**REQUIRED WORK:** For the material below, return exactly the lines starting at the line containing "the woman's arm" and ending at the line containing "of the dark", both ends included, and no others.

**GIVEN RECORDS:**
○ ○ ○ ○ ○ ○ ○

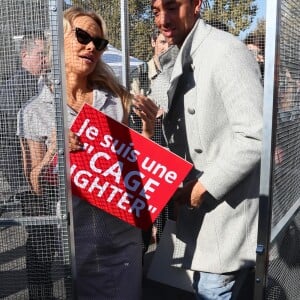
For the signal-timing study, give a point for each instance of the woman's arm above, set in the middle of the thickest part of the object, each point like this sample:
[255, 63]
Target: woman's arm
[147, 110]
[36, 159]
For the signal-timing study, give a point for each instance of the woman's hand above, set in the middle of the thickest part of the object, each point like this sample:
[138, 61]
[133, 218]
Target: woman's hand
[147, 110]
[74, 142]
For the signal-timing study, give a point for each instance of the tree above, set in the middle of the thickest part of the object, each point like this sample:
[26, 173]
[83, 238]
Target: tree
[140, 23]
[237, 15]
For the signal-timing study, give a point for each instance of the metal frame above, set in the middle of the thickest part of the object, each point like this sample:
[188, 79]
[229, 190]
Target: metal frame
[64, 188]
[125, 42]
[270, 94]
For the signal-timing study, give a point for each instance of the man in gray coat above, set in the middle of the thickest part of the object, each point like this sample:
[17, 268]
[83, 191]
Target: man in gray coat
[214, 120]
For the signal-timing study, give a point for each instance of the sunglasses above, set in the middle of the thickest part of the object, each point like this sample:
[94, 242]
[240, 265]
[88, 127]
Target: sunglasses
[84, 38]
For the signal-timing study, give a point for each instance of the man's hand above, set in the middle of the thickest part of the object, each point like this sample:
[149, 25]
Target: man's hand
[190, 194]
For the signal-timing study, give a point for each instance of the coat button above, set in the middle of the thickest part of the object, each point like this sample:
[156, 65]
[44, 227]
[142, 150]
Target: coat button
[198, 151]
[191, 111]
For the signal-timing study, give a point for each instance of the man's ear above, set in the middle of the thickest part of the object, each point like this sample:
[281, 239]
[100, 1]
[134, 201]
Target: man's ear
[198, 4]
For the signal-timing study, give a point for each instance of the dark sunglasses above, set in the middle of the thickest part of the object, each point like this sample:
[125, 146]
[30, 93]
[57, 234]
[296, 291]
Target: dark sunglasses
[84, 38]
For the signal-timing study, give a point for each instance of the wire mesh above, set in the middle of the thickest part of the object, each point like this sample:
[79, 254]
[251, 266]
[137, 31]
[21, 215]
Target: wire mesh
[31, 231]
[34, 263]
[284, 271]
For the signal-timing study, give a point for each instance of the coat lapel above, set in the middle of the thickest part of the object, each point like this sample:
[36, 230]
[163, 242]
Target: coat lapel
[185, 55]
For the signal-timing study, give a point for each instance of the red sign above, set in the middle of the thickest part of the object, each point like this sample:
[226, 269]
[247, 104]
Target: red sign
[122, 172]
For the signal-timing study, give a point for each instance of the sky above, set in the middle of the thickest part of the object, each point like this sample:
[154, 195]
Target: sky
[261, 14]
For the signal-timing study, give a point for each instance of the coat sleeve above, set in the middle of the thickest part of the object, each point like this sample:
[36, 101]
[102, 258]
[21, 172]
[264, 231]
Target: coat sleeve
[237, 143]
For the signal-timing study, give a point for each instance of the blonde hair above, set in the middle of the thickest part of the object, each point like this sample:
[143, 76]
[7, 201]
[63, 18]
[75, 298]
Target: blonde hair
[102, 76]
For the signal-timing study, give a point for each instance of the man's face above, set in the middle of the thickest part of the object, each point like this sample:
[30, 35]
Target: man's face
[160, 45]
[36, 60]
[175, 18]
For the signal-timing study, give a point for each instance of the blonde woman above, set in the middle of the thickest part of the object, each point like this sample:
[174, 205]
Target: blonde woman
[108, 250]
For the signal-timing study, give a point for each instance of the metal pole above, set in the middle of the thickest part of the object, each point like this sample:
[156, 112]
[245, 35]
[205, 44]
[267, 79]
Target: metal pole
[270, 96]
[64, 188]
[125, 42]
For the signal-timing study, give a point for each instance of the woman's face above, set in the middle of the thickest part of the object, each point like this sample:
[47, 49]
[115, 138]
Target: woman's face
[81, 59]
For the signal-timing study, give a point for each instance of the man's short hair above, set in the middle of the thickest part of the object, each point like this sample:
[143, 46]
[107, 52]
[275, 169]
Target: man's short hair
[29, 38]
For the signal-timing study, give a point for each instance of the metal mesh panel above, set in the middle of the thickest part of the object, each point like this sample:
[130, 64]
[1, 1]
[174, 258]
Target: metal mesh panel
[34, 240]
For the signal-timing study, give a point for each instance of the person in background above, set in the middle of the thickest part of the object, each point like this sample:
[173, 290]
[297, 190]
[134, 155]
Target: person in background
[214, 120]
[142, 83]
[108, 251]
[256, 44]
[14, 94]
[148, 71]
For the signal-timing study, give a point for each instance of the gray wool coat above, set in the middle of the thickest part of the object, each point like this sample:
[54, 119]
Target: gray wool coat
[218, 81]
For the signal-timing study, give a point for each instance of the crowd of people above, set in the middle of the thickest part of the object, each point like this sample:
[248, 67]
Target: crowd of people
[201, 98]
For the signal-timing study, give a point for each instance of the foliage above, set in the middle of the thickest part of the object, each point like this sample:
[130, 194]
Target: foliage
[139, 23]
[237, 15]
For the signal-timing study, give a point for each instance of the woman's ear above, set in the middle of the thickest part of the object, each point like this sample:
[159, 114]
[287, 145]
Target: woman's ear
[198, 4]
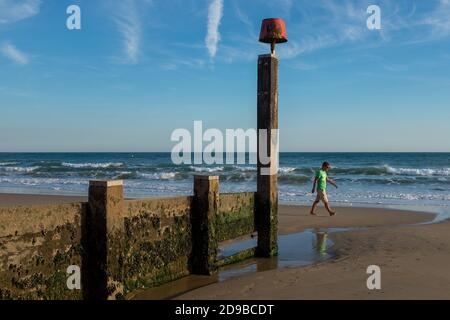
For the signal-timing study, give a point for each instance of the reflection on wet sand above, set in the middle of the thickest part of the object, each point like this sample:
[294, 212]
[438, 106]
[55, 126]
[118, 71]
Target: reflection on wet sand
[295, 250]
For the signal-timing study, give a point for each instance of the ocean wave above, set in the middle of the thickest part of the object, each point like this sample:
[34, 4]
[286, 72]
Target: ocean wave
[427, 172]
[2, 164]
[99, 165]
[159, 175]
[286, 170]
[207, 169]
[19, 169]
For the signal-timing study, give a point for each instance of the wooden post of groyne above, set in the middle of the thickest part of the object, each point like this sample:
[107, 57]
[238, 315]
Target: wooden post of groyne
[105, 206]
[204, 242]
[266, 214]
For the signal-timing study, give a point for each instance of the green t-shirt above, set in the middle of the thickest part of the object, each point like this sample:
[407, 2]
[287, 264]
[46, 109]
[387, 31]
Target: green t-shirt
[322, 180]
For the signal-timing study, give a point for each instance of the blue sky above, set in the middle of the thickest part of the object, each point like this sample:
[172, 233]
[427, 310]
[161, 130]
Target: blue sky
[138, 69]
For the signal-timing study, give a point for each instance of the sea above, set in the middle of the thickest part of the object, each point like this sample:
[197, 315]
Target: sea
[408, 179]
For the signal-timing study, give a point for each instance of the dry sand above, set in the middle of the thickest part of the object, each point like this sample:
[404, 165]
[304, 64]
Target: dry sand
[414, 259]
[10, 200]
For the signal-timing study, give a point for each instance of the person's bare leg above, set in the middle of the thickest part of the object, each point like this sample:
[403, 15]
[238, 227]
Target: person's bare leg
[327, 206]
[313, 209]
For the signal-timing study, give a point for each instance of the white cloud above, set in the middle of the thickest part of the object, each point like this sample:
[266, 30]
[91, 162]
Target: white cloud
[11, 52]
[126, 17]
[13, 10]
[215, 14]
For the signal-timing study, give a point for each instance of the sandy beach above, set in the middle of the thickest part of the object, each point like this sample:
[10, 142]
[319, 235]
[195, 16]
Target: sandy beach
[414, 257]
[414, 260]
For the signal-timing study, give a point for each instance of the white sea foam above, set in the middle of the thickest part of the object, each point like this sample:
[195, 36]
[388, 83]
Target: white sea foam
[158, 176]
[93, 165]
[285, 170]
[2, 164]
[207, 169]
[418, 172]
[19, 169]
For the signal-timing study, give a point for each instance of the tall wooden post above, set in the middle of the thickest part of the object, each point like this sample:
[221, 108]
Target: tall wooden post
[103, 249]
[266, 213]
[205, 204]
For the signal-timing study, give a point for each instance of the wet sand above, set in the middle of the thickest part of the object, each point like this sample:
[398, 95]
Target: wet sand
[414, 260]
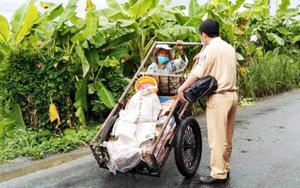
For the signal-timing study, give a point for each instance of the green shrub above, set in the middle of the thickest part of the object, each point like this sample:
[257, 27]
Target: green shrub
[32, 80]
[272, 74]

○ ○ ○ ○ ○ ○ ○

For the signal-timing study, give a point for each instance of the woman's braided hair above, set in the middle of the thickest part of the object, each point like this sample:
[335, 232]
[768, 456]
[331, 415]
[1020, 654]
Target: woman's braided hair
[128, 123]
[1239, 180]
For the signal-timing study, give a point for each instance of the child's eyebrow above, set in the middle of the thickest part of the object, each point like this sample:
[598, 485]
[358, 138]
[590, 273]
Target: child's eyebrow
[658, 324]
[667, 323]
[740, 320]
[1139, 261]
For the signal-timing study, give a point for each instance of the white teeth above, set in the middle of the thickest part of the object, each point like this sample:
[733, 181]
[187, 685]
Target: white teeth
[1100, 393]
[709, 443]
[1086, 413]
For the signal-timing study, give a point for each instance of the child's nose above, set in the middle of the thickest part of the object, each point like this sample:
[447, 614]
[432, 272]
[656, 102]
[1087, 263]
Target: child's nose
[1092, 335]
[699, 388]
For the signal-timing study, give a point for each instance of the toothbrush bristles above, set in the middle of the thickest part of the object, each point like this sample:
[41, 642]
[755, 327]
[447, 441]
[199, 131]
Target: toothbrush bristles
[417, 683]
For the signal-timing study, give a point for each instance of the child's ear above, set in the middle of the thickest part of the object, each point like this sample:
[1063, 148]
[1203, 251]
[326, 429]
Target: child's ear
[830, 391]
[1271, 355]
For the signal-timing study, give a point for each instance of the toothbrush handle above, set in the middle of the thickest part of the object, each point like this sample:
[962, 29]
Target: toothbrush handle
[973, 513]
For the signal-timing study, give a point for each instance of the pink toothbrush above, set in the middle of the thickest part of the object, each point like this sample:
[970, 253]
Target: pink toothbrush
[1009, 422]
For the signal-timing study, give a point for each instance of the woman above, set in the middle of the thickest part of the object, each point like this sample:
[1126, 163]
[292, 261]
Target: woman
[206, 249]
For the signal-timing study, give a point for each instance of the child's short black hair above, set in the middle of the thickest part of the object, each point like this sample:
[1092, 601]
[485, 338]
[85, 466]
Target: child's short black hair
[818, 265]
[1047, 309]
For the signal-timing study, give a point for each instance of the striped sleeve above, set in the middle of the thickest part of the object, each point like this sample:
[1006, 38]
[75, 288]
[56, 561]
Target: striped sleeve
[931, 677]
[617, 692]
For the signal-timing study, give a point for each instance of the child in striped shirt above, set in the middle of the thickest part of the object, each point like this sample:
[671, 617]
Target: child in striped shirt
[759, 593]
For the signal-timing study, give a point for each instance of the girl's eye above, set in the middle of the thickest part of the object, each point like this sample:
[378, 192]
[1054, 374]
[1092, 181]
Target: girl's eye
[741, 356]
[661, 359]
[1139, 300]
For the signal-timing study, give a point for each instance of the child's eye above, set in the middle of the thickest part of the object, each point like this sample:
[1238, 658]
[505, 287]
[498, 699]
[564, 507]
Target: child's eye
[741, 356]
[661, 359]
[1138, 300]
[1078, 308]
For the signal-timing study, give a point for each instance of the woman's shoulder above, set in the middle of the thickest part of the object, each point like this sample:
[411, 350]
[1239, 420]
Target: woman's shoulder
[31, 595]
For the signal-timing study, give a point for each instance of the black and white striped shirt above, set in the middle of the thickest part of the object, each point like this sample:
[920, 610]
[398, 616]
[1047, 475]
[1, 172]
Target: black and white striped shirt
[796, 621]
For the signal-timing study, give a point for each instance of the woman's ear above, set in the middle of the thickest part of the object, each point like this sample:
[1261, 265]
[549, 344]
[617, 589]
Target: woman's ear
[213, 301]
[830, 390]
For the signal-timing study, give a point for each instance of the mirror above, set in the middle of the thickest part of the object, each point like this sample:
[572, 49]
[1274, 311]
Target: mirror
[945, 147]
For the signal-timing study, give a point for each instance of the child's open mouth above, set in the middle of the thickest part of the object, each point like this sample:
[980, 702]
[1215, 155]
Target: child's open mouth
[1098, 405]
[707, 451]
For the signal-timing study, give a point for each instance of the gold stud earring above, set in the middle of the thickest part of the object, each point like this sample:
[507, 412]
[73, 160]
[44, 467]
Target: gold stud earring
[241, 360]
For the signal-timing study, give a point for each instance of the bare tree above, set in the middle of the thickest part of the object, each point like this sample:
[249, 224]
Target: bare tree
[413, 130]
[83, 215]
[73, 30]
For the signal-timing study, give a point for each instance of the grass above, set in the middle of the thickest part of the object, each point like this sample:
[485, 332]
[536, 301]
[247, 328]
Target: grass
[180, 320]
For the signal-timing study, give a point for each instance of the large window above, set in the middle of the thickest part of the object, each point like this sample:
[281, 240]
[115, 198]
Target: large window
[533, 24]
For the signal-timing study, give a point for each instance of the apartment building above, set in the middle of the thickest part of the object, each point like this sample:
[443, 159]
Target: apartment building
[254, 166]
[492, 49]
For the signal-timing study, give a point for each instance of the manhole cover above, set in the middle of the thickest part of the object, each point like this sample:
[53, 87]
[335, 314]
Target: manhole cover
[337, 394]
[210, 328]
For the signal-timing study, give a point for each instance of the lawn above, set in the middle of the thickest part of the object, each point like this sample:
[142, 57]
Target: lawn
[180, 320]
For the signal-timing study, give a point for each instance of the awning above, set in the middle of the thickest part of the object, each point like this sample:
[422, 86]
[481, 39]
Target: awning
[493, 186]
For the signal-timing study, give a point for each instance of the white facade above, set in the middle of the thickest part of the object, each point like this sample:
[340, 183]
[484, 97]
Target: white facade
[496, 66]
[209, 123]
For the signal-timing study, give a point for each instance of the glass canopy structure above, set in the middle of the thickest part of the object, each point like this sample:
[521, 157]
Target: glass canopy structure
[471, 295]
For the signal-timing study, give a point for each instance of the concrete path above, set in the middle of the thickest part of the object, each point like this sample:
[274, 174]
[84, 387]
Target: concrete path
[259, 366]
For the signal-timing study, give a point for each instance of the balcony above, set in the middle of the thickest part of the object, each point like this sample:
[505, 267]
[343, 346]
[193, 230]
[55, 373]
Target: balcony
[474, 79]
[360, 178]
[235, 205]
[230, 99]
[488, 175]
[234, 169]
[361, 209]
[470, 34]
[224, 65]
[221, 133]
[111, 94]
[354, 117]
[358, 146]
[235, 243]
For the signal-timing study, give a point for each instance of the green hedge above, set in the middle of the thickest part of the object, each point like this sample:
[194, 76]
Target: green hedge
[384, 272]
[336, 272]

○ ○ ○ ○ ○ ○ ○

**EXPECTED ANSWER:**
For the signal-timing study, give a point for each instance of the woman's arm above, set in the middle of the thickest part of the object, each point like this sample:
[255, 63]
Target: woman's arm
[147, 110]
[36, 159]
For the signal-timing study, give a point for each instance of the woman's hand above, set in the middle of the thickest part of the object, each point like this sample:
[138, 61]
[133, 218]
Target: woman's hand
[147, 110]
[74, 142]
For the signal-timing study, give a point for each instance of the tree above, set in the middle of the thickest part of the object, each point like this sample:
[26, 173]
[83, 238]
Target: tree
[140, 23]
[237, 15]
For the signal-timing study, give a point for each instance of the metal frame above, set in the middle of the thickest part of the object, each point like this sample:
[188, 79]
[229, 190]
Target: metal frame
[64, 188]
[125, 42]
[270, 94]
For the signal-timing study, give a point for each instance of the man in gray coat above, set in the middle of the thickest part of the object, each point like this sample:
[17, 268]
[83, 191]
Target: man in gray coat
[214, 120]
For the signal-timing study, give a point for each instance of the sunglasses above, set in the middle of the thickest part of the object, each point like this sample:
[94, 242]
[240, 265]
[88, 127]
Target: sunglasses
[84, 38]
For the signal-timing study, give a point for each instance of the man's hand above, set in the middle of the thickest part of the object, each point like this sample:
[149, 25]
Target: man's hand
[190, 194]
For the signal-timing study, give a point for each instance of the coat button above, set in the middle of the thickest part of the object, each point like this sample:
[156, 65]
[44, 227]
[142, 150]
Target: coat button
[198, 151]
[191, 111]
For the signal-timing study, give a point for each instance of the man's ear above, set in the middle of the thickest part of the object, each point like this sample:
[281, 239]
[100, 1]
[134, 201]
Target: man's ear
[198, 4]
For the signal-timing study, give a point for each instance of the dark sunglasses above, set in the middle of the thickest part of the object, each point like this sample:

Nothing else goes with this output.